RECORDS TO PROCESS:

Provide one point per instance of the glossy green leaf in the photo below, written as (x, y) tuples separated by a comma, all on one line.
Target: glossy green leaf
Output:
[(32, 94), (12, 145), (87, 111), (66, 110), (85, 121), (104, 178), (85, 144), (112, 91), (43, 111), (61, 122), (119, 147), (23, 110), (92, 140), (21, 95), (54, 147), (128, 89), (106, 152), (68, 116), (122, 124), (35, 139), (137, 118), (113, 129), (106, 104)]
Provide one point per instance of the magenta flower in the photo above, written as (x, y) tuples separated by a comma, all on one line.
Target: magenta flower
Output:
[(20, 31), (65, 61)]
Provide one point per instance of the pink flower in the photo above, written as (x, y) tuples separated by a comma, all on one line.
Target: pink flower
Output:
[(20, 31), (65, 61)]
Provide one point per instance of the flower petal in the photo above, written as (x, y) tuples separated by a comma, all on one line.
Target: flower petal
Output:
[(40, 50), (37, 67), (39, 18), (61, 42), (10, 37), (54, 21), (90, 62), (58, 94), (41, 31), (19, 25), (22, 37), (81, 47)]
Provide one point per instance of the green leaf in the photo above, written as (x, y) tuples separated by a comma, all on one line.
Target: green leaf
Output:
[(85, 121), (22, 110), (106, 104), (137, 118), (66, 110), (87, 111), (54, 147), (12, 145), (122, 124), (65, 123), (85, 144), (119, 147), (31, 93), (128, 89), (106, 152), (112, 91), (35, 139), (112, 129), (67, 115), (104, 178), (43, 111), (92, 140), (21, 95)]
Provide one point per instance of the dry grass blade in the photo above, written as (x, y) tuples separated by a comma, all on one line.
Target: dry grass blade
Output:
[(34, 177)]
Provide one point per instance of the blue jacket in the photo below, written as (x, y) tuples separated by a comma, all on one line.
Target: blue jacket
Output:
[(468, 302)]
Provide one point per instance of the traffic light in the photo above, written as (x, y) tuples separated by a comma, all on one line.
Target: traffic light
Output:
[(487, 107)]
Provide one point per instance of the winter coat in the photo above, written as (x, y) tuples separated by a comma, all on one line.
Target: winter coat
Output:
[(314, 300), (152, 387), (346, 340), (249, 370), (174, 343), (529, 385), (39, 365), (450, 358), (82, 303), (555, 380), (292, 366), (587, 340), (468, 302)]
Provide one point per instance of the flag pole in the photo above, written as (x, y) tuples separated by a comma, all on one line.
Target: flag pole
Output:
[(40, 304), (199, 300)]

TO DO: An unaltered transcription of all the data above is needed.

RESPONSE AREA:
Provide one point per instance of the glossy green leaf in the photo below, written as (x, y) tuples separated by a comma, all on one line.
Target: glossy green leaf
Output:
[(32, 94), (12, 145), (87, 111), (66, 110), (85, 121), (104, 178), (85, 144), (112, 91), (43, 111), (61, 122), (119, 147), (23, 110), (92, 140), (21, 95), (54, 147), (128, 89), (106, 152), (68, 116), (122, 124), (35, 139), (137, 118), (113, 129), (106, 104)]
Provide one point per instance of the magenta flower in the photo above, written as (x, y) tuples separated by a comma, all on one line.
Target: magenta flower
Output:
[(20, 31), (65, 61)]
Provide one point per instance of the pink flower in the photo above, written as (x, y) tuples separated by a comma, all on one line.
Target: pink flower
Output:
[(20, 31), (65, 61)]
Provide one point per instance of the flower petal in the photo above, written as (x, y) tuples separated by a comma, all on one line.
Target: flower petal
Output:
[(40, 50), (37, 67), (39, 18), (61, 42), (10, 37), (54, 21), (90, 62), (58, 94), (41, 31), (19, 25), (22, 37), (81, 47)]
Provide one point per instance of the green leaf in the photo above, written as (x, y) tuples separated by a comma, all on one line.
Target: green leaf
Output:
[(85, 121), (22, 110), (106, 104), (137, 118), (66, 110), (87, 111), (54, 147), (12, 145), (122, 124), (65, 123), (85, 144), (119, 147), (31, 93), (128, 89), (106, 152), (112, 91), (35, 139), (112, 129), (67, 115), (104, 178), (43, 111), (92, 140), (21, 95)]
Provide one point per instance of the dry grass blade in the photo above, written as (x, y) tuples separated by a comma, all on one line.
Target: dry grass blade
Output:
[(34, 177)]
Provide one point per instance of the blue jacket in the photo below, written as (x, y) tuples separated by a comma, all on one line.
Target: blue jacket
Output:
[(468, 302)]
Provide one point per instance of the traffic light in the photo above, written as (x, y) tuples separated by a comma, all on one line.
Target: traffic light
Output:
[(487, 107)]
Provide one point per instance of the winter coat in the photo above, written as (x, y) tuples separated by a comma, all on one line.
Target: winter coat
Output:
[(314, 300), (152, 387), (346, 340), (249, 370), (174, 343), (529, 385), (39, 365), (450, 358), (82, 303), (555, 380), (292, 366), (587, 340), (468, 302)]
Provide one point per instance of the flag pole in the photo above, written as (x, y) tuples separated by a comma, all on one line.
Target: flag pole
Output:
[(40, 304), (199, 300)]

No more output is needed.